=== Passage provided ===

[Start]

Four months ago today, a certain House Pony arrived at the Ranch by way of a foster agreement with the Red River Old English Sheepdog Rescue. That Pony, now known as Wilson, was later officially adopted and has become a larger than life Ranch hand. He continues to adapt to city life. One thing for certain though, he is decidedly not a fan of the Sciuridae family of rodents, otherwise known as squirrels. It only seems appropriate that we share today’s ‘public service announcement’ from the National Park Service while smiling. Squirrels vex Wils. His strong commitment to ridding the world of these vexing critters is front and center as he continues to adapt to city life, coincides with his ability to turn me into a kite. Yet his efforts to combat their judgy ways remains thwarted.
Welcome to Easter Monday, which also happens to be April Fool’s Day. Before we share today’s musing, I want to wish my baby sister an extra special and Happy Birthday. That’s no joke either. Now, on to today’s smile.
It never fails…if there’s something on the stove, he take up position here. If something is needed from the fridge, he’s parked in front of the freezer. It’s no wonder I’m not an especially good cook. There’s clearly a ‘slight’ design flaw to working with a sous chef in a galley kitchen. And in my case, the sous chef is called Wilson. No wonder things are either over or under cooked. Maybe I should just go with boxed cereal for meals like I did in college?
May all your recipes be Top Chef quality today and all season long. Hopefully he won’t lay in front of the pantry so I can grab the spices needed for that pot of chili simmering on the stove top. Happy Monday.
Today’s post is an homage to Sock Monkey Day which occured over the weekend. Speaking of weekends, where the heck did it go? Most of mine was all about getting my taxes done (don’t ask, it was 5 hours I’ll never get back at one of those first come, first serve tax prep places for seniors that don’t make appointments-I even arrived 2 hours before they opened, and it still took all morning), today’s Monday pic pretty much describes how I feel.
At least the “Pony” humored me (notice Elsa also left her trademark calling card by removing an ear). Here’s hoping Monday treats you well and you don’t suck at poetry.
Note to self, remember to close the door or close the lid. I woke up to loud lapping the other night and discovered a clean bowl apparently isn’t all it’s cracked up to be. Blech.

[End]

=== Stated exercise 1 ===
Reproduce, word for word, the part of the Wilson blog that begins with the words "It never fails…if" and ends after the words "top. Happy Monday.".
=== Stated exercise 2 ===
Write the next part of the Wilson blog, starting right after its final sentence.

=== Records provided ===

[Start]

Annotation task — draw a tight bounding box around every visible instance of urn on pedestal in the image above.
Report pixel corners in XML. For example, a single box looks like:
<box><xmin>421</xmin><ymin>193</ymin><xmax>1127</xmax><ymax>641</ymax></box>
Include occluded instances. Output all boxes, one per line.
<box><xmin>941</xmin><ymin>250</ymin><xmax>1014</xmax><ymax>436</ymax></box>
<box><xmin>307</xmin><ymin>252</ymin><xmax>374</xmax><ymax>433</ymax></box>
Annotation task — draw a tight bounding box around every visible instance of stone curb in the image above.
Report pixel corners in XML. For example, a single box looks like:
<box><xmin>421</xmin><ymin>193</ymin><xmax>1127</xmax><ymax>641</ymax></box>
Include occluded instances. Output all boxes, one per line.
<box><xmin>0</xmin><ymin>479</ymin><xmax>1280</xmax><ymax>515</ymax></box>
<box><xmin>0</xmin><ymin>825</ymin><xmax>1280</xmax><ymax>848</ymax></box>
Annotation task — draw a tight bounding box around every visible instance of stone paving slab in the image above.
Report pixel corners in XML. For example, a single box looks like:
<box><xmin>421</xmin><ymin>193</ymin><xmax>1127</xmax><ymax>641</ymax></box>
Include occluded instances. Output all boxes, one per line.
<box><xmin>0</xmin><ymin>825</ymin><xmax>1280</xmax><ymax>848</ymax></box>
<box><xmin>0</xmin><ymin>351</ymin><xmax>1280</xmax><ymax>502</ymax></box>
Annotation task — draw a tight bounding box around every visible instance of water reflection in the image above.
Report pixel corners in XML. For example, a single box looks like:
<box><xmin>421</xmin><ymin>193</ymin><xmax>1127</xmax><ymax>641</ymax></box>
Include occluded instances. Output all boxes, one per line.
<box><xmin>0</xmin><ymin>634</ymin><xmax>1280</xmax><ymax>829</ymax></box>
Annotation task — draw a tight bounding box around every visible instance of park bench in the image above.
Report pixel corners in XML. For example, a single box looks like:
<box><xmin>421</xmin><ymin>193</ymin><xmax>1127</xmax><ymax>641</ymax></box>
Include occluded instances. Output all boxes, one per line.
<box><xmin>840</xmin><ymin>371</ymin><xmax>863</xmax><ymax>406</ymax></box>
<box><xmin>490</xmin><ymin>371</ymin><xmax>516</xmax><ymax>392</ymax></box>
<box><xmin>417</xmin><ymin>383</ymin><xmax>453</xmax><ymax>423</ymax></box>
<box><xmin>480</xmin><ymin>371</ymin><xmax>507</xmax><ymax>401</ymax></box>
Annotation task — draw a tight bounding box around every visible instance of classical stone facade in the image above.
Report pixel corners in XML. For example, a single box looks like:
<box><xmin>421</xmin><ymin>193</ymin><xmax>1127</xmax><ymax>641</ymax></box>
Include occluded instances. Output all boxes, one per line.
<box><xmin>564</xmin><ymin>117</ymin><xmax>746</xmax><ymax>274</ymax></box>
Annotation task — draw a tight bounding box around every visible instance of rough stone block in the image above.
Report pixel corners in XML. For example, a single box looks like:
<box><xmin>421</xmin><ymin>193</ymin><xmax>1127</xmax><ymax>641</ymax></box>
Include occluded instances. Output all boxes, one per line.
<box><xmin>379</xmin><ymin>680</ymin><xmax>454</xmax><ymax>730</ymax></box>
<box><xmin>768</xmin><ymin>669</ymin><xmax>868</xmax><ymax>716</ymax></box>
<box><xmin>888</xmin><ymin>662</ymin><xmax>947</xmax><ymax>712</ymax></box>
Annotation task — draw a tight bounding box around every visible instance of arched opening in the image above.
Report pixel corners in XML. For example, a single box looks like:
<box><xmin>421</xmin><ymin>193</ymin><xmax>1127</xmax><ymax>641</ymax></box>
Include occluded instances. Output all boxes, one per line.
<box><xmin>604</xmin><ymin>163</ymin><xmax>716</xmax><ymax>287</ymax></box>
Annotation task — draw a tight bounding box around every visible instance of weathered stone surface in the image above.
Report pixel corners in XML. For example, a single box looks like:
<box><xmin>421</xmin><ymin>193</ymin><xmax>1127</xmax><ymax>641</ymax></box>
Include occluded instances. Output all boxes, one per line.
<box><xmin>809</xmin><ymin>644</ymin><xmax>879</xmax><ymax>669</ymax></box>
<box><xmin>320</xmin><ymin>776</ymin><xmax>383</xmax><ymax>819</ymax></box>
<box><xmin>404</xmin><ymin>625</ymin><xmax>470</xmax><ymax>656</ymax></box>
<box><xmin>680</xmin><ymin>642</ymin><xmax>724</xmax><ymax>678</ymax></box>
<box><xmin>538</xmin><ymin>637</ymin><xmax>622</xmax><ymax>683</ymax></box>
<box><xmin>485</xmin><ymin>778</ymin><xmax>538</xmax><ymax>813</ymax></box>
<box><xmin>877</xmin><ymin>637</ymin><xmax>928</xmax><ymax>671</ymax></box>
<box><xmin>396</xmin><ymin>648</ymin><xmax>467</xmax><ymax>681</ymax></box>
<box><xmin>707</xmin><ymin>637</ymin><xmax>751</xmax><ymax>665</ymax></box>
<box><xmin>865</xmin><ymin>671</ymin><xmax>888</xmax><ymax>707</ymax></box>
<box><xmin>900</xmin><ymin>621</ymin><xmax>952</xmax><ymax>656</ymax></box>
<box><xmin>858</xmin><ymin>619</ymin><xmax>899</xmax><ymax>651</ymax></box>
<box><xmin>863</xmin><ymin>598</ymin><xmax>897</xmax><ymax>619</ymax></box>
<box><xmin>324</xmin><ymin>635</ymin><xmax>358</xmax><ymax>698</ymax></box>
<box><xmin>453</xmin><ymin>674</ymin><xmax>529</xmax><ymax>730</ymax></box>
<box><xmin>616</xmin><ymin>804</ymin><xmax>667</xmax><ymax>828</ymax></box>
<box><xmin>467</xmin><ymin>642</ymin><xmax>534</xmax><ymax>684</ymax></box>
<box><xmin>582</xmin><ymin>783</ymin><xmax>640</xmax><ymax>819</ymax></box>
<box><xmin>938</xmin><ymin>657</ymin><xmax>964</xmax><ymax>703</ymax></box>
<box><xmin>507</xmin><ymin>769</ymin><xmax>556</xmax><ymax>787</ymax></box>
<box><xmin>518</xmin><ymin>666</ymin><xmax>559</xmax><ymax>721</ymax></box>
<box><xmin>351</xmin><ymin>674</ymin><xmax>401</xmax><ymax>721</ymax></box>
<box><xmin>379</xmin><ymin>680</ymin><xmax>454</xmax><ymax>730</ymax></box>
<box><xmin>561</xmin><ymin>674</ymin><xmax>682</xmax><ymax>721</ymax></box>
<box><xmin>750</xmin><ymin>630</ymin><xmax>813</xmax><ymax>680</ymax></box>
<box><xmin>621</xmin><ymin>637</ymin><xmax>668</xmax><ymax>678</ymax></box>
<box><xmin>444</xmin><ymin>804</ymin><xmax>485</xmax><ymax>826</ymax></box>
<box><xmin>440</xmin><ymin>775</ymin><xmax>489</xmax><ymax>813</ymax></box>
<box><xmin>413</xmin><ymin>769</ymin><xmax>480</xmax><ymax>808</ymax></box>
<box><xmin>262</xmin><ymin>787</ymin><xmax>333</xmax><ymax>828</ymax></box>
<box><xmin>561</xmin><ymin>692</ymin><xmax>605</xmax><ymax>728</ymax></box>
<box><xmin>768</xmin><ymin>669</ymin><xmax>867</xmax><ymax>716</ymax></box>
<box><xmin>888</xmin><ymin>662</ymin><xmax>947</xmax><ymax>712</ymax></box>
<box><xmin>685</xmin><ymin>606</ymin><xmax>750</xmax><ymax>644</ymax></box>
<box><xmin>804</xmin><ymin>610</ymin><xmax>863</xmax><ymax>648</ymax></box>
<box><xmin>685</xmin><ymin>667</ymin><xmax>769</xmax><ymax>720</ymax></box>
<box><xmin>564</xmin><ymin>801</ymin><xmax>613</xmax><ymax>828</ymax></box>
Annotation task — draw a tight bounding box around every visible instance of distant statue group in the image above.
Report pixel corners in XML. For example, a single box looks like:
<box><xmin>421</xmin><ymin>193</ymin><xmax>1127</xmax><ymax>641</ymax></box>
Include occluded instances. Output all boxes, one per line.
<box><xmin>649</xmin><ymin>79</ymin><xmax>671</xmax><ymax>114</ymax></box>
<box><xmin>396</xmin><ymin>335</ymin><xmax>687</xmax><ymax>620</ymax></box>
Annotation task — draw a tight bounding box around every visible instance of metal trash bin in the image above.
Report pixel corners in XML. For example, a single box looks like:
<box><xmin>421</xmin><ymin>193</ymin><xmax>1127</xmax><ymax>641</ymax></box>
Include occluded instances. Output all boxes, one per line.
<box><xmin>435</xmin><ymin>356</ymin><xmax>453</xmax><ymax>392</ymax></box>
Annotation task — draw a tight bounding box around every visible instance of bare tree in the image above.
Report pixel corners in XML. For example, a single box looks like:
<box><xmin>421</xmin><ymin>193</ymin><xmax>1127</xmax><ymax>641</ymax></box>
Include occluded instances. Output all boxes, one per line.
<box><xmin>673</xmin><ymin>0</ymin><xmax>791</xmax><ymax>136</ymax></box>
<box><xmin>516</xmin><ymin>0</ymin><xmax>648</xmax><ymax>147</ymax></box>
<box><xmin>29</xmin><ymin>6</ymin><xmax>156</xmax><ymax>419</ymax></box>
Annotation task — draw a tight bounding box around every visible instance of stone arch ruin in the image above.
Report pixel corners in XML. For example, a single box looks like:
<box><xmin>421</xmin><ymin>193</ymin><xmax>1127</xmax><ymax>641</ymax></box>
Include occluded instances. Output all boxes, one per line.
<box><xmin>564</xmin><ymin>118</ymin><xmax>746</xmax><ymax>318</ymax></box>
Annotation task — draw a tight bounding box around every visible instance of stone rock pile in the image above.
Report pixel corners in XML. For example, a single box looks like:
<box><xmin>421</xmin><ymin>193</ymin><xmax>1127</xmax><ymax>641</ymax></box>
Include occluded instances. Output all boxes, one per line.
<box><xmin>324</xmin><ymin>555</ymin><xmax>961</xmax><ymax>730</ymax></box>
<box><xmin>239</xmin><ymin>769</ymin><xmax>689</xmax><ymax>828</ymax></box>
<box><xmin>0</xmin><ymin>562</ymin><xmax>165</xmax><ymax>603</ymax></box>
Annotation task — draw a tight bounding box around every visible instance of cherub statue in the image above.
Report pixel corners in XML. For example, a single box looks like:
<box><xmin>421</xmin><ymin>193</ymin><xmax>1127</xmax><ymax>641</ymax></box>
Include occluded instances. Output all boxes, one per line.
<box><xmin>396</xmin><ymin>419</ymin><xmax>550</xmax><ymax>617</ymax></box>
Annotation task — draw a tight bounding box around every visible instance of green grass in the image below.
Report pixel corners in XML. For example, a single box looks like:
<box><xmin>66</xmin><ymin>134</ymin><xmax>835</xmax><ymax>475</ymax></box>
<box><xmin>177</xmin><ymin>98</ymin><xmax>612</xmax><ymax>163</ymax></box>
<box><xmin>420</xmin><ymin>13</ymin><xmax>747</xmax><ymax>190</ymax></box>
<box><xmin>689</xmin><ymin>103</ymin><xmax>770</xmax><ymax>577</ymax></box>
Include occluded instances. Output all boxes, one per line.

[End]

=== Answer 1 ===
It never fails…if there’s something on the stove, he take up position here. If something is needed from the fridge, he’s parked in front of the freezer. It’s no wonder I’m not an especially good cook. There’s clearly a ‘slight’ design flaw to working with a sous chef in a galley kitchen. And in my case, the sous chef is called Wilson. No wonder things are either over or under cooked. Maybe I should just go with boxed cereal for meals like I did in college?
May all your recipes be Top Chef quality today and all season long. Hopefully he won’t lay in front of the pantry so I can grab the spices needed for that pot of chili simmering on the stove top. Happy Monday.

=== Answer 2 ===
And for all those people wondering what ‘Not Sam’s’ new name is, after two weeks of pondering, ‘Wilson‘ seems to fit the bill. Of course he ignores all names when it comes to moving over on the bed and/or sofa, but am hoping eventually I’ll be able to break through the language barrier once he realizes his new identity. Being on the bottom of the dog pile makes for interesting snoozes and way too many knee and leg cramps.
Today will be a two-fer. I was recently “reminded” that I’ve neglected for way too long, our “Meet The Breed” series on dog breeds but worse, there was a particular and personal oversight. To today we’ll fix that and provide our regular Monday smile.
Elsa: Yoo-hoo, oh Mom…since you turned the blog over to me, and while I don’t mean to criticize now…but you do realize you hadn’t featured poodles for the ‘Meet the Breed’ series?
The Mom: You’re absolutely right. My bad. Sorry for the omission.
Elsa: It’s about doggone time you apologized! What the dog, Mom?
The Mom: I’m truly sorry; it certainly wasn’t intentional. Let’s fix that right now, okay?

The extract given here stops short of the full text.